▶ [DOCUMENT EXCERPT]
Hollywood Continues its Love Affair with Monochromatic Method Dressing

Image via Wikimedia Commons

As I walked through the rainy streets of Shoreditch this afternoon, my eye was caught by a giant chartreuse wall on the horizon. Instantly, I knew this was an advert for Charli XCX’s new A24 feature The Moment, though the wall itself said nothing more than ‘‘this is movie promo btw,’’ set against brat’s signature green. The Moment’s marketing, minimalist yet monolithic, is not unique: minutes earlier, a billboard promoting Emerald Fennell’s adaptation of Wuthering Heights urged me to ‘‘Come Undone’’ in its campaign’s signature red - a passionate hue that has bled from its adverts into its stars’ wardrobes. While promoting the film in Paris, Margot Robbie’s custom Chanel (by Matthieu Blazy) was strikingly scarlet and unapologetically gothic; at the film’s world premiere, she wore a custom Schiaparelli Haute Couture gown by Daniel Roseberry, as romantic as the film itself. 

 Monochromatic Method-Dressing is not new to the red carpet, but it seems omnipresent nonetheless: The iconic press tour for Greta Gerwig’s Barbie in 2023 - so pink it allegedly caused a shortage of fluorescent pink paint -  seems to have paved the way for Marty Supreme orange, immortalised by that Timothée and Kylie look. During both Wicked press tours, Cynthia Erivo and Ariana Grande epitomised their characters in a striking clash of pink and green looks. So why do these films dominate both our conversations and Instagram feeds? They understand the power of signature styling: to maximise their cultural capital, movies must pick a colour.

The red carpet’s penchant for method dressing may seem relatively modern, but its roots run deep; director Baz Luhrmann (on Disney+’s In Vogue: The 90s) described the nineties as ‘‘an explosion of sexuality, of sensuality, of freedom’’ - a moment that led Hollywood and the fashion industry to become irrevocably intertwined. While the monochromatic nature of modern press tours may seem necessary in an age of cultural oversaturation, the whimsical impulse behind it captures the enduring love affair between fashion and film, as well as their mutual capacity for creative disruption. 

Law Roach, the influential stylist known for pioneering method dressing through his work with Zendaya (most recently her tennis-inspired looks for 2024’s Challengers and a jaw-dropping Thierry Mugler archival robot suit for the London premiere of Dune: Part Two) says he strives ‘‘to be a storyteller more than anything else.’’ Perhaps method dressing can do more than spark social media virality; it could bring the storytelling of cinema into our own realities. Maybe brat green, Marty Supreme orange and Barbie pink are more than marketing ploys – they might be vital attempts to bring art to life and reaffirm fashion as escapism.

▶ [DATASET CONTENT]
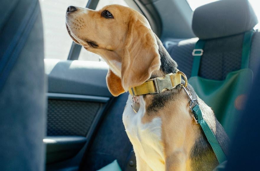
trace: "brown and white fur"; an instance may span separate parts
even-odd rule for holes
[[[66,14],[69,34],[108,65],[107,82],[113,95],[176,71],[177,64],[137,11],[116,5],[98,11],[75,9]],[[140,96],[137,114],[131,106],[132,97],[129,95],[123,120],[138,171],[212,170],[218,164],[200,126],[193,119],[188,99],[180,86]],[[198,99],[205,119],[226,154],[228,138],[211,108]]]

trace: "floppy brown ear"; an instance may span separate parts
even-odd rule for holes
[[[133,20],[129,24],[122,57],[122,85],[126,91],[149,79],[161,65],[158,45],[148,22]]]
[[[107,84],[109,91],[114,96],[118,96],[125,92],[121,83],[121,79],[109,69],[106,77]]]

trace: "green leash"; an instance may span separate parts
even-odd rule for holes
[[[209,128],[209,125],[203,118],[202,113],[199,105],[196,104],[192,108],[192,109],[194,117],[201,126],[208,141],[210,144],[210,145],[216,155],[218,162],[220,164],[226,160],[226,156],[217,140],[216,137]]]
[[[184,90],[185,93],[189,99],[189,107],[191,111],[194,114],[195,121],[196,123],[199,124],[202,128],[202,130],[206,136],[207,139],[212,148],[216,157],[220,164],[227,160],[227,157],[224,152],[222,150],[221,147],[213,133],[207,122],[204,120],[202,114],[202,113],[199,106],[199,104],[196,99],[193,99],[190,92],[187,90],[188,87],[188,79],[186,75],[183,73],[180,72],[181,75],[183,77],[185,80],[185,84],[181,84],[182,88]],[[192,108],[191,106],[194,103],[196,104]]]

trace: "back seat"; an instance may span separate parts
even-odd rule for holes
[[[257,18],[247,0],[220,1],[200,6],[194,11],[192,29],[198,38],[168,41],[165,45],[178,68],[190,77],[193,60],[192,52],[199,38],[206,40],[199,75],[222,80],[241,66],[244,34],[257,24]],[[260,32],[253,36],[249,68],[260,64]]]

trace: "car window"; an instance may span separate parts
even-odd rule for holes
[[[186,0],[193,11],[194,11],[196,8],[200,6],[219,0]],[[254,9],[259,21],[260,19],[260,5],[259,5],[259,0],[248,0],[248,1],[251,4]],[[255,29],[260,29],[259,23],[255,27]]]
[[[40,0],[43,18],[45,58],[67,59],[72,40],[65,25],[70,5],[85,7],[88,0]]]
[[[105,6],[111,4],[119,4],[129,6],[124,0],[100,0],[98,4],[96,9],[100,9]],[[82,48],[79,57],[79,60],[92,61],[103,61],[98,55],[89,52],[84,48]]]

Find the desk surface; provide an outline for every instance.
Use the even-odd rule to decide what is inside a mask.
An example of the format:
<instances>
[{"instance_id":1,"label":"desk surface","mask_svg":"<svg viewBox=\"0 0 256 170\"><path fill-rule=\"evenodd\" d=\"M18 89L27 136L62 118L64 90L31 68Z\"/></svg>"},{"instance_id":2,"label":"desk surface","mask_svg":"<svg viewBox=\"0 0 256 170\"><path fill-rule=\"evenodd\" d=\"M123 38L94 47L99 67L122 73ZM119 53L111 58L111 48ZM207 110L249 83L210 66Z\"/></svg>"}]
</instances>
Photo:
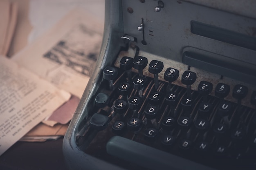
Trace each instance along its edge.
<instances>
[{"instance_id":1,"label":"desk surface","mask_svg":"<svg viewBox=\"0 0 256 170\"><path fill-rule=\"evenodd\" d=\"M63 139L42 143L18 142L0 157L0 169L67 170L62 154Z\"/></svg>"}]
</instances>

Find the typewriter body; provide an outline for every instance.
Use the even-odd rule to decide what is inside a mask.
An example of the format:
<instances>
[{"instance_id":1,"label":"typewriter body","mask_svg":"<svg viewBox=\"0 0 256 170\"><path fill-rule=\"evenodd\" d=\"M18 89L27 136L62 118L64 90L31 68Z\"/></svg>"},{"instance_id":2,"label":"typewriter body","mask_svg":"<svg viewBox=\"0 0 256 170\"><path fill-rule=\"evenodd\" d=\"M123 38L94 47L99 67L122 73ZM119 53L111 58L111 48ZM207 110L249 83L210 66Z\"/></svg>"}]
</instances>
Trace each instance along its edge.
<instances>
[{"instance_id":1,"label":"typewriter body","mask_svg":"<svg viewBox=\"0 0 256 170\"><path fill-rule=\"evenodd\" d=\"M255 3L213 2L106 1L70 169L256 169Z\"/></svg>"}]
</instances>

==

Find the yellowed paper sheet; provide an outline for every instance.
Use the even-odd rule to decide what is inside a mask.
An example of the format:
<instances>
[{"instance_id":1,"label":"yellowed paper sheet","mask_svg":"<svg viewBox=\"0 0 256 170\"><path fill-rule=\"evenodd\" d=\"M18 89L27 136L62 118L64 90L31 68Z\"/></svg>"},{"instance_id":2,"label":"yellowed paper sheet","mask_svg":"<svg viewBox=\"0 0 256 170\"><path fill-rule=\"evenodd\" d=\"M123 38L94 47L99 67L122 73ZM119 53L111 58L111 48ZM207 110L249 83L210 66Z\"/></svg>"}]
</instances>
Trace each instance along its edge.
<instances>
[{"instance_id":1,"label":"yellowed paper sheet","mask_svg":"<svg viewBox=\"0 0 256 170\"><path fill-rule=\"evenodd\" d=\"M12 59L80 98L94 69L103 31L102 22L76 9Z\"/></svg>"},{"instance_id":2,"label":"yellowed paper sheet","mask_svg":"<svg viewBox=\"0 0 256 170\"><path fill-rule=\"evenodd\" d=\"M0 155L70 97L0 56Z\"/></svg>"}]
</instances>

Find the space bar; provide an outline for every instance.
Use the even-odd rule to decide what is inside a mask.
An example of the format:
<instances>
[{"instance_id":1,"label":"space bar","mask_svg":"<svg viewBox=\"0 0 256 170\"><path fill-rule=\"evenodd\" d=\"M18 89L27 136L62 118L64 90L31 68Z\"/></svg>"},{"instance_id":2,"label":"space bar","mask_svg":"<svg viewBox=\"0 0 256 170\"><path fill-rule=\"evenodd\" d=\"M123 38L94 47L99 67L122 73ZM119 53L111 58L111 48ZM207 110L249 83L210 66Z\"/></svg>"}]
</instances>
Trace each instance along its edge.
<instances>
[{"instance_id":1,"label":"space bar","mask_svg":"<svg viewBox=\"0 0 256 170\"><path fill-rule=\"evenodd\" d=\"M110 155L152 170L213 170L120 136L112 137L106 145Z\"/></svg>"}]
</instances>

---

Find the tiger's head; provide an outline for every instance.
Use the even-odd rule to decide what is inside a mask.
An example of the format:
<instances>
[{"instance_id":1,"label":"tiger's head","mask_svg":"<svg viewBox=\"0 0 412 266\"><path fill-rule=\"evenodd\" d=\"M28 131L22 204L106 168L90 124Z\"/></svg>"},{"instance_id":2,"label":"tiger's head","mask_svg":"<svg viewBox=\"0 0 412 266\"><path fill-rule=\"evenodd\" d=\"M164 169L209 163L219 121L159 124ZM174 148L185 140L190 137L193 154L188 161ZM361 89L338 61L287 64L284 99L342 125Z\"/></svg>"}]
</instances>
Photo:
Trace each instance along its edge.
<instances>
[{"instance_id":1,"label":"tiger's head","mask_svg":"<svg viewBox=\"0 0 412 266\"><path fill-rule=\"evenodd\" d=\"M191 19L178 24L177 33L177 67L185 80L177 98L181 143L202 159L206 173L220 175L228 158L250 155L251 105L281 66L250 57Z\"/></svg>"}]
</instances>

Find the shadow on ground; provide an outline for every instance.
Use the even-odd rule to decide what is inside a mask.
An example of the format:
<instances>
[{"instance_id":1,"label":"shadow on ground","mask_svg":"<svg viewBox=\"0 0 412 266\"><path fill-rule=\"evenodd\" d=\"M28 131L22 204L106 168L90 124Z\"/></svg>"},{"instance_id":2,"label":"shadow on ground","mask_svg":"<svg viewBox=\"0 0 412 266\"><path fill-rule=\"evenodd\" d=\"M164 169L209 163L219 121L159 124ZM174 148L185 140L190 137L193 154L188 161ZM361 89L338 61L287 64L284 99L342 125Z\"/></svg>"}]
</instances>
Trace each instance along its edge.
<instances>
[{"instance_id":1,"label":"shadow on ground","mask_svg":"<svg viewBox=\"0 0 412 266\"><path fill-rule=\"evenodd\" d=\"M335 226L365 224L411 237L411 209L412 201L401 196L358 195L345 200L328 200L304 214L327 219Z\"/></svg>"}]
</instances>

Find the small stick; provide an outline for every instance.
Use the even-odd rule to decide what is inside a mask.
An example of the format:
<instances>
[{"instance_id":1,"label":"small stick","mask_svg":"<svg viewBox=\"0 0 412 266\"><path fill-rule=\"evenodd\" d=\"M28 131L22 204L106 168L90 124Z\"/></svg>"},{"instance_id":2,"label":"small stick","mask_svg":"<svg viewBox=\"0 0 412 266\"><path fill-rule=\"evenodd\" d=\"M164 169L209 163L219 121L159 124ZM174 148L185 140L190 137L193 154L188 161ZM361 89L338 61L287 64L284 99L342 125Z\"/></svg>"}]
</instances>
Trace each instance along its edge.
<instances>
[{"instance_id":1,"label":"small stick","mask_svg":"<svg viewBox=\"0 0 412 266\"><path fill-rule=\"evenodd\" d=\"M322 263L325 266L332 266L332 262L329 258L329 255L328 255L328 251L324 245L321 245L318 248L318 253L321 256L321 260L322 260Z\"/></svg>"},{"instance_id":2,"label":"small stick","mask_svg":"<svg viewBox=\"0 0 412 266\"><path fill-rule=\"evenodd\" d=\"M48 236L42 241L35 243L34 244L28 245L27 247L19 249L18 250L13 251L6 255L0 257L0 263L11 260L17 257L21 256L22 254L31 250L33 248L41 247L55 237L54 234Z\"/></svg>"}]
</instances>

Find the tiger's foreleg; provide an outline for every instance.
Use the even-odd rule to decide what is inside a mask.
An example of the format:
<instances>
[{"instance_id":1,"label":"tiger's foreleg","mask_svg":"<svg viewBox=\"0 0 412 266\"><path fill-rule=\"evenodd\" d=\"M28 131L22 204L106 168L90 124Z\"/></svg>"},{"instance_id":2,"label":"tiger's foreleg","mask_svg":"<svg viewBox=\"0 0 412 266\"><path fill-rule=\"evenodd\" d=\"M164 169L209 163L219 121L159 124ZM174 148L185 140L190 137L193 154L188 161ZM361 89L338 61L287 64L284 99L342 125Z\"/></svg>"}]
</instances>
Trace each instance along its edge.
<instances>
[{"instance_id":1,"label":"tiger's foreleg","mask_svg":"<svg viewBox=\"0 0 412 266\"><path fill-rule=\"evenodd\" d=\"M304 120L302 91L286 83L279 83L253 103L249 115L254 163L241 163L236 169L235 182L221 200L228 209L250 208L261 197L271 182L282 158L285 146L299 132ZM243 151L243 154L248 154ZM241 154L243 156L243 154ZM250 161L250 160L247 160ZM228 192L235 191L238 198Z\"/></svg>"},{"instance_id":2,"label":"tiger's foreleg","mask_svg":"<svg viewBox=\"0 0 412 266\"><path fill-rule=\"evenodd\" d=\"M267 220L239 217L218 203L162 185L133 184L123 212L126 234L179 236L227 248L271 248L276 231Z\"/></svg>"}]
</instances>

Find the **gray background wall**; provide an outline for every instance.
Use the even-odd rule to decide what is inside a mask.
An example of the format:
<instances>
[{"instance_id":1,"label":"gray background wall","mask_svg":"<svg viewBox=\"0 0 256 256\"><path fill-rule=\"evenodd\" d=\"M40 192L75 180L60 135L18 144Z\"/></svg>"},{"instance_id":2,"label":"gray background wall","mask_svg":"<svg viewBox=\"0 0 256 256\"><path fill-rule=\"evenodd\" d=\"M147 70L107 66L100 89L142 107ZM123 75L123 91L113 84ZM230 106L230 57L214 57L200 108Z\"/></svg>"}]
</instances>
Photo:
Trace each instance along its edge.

▶ [WORK INSTRUCTION] Rewrite the part of the article on monochromatic method dressing from "The red carpet’s" to "for creative disruption.", putting "1990s" in place of "nineties".

▶ [EXERCISE ANSWER]
The red carpet’s penchant for method dressing may seem relatively modern, but its roots run deep; director Baz Luhrmann (on Disney+’s In Vogue: The 90s) described the 1990s as ‘‘an explosion of sexuality, of sensuality, of freedom’’ - a moment that led Hollywood and the fashion industry to become irrevocably intertwined. While the monochromatic nature of modern press tours may seem necessary in an age of cultural oversaturation, the whimsical impulse behind it captures the enduring love affair between fashion and film, as well as their mutual capacity for creative disruption.